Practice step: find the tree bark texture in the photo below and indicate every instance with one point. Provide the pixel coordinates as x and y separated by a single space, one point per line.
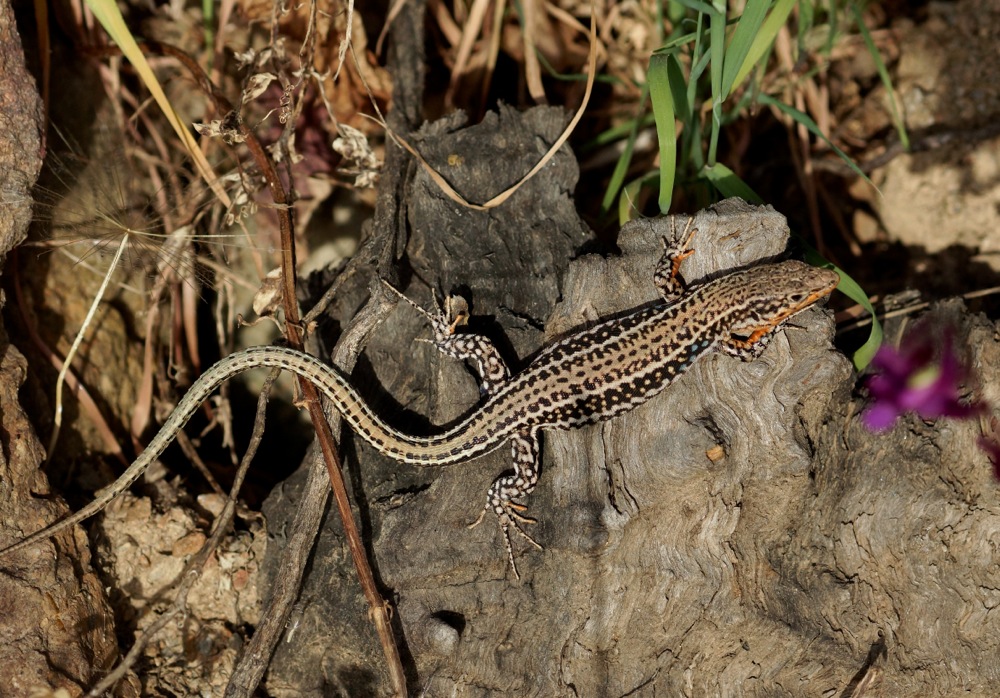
741 534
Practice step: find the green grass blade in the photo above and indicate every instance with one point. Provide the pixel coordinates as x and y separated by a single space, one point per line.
700 7
747 29
662 97
624 160
850 288
717 49
678 87
728 184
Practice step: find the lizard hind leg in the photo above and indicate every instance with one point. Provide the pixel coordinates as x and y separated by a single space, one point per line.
506 489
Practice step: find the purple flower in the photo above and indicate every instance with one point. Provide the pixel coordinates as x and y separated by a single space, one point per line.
911 379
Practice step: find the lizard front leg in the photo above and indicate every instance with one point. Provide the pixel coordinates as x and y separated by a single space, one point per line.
503 494
675 251
478 350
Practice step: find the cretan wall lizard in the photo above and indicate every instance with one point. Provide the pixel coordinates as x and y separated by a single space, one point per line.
586 377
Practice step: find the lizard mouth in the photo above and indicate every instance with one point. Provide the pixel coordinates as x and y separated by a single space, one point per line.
806 300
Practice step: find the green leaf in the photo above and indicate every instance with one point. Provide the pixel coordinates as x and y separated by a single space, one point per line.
850 288
747 28
728 184
765 37
717 49
624 160
662 97
678 88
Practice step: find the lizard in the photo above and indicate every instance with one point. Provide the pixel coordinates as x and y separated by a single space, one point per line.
587 376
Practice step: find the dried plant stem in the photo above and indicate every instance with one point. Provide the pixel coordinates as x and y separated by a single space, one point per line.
61 380
191 574
259 646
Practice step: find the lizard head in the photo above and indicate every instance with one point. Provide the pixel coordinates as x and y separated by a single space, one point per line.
770 294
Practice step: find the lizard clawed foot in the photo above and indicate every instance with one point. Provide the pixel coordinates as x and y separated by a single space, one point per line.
509 517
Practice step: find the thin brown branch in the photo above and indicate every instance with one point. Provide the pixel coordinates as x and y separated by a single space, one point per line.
187 579
378 605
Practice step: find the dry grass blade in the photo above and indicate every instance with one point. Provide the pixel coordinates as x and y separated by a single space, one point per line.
450 192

--------------------------------------------------

* [What you have to do] Copy the entire listing above word for word, leaving out the pictures.

* [Output]
Practice step: find the tree bark texture in the photo below and indicate every instance with one point. Provide the pixel coordinates as x and y separated by a single space, one point per line.
741 534
Practice step: find the green grass blade in the photo above and indicate every instance with one point. Provide the pixel coordinates as x and y separated by a single space, one point per line.
700 7
747 29
662 97
624 160
850 288
717 49
678 87
728 184
Practice step: find the lizard hind leg in the photo above and indicate every instance with one point. Provide the pixel coordinates as x and y separated by a single space, one point per line.
506 489
Practice step: find the purple flower in the photo above and indicate every instance with one point. Provide the pixel coordinates as x and y separated by a single space, one point per line.
911 379
Practice step: find the lizard front leg in the photo above and indicate every instance with one point. Provide the pixel coordinates as x and y separated by a single space, one point per line.
503 494
675 251
478 350
Practice step: find the cretan wall lizard in the photo above and indicate every instance with one point. Provide the pixel coordinates as x and y separated by a single space, one point per line.
586 377
Practice step: find the lizard mouth in the photo above and indicate every instance with one point. Provide the pixel coordinates as x and y separated by a single space, one point per line.
806 300
Practice step: find the green leaf in the photo above and indicate every instance with one point. Provide the pixel coordinates as x and y separated by a single space, one point per line.
850 288
747 28
728 184
765 37
717 49
624 160
662 97
678 88
Practice step: find the lizard in the photo above and indicate every instance with one point. Provide the pixel coordinates as x and y separated by a single space, one point per line.
587 376
Practice step: find the dried plant stem in the photo above and indicate every instance with one point. Provide the pixel coordinates as x and y separated by a single space, one point per line.
61 380
191 574
259 646
Practice step: find the lizard head in the photo above and indicate every instance with one point. Provide the pixel coordinates as x and y separated by a single space, one point per line.
770 294
Practice step: find the lizard clawed foot in the photo above and indicate every instance with one point. Provide the pixel coordinates as x and y separated by a single space, one point per line.
509 517
Practice step: find the thin brown branch in the photo above and indicate every instance with one point. Provide the pixel coordinates as x and y separated by a single space, one point per line.
187 579
378 605
Practice step: find the dry grass blade in the photo above and indicate every instance with one point. Provide the pixel coordinates as x and y separated by a single space, one point per line.
450 192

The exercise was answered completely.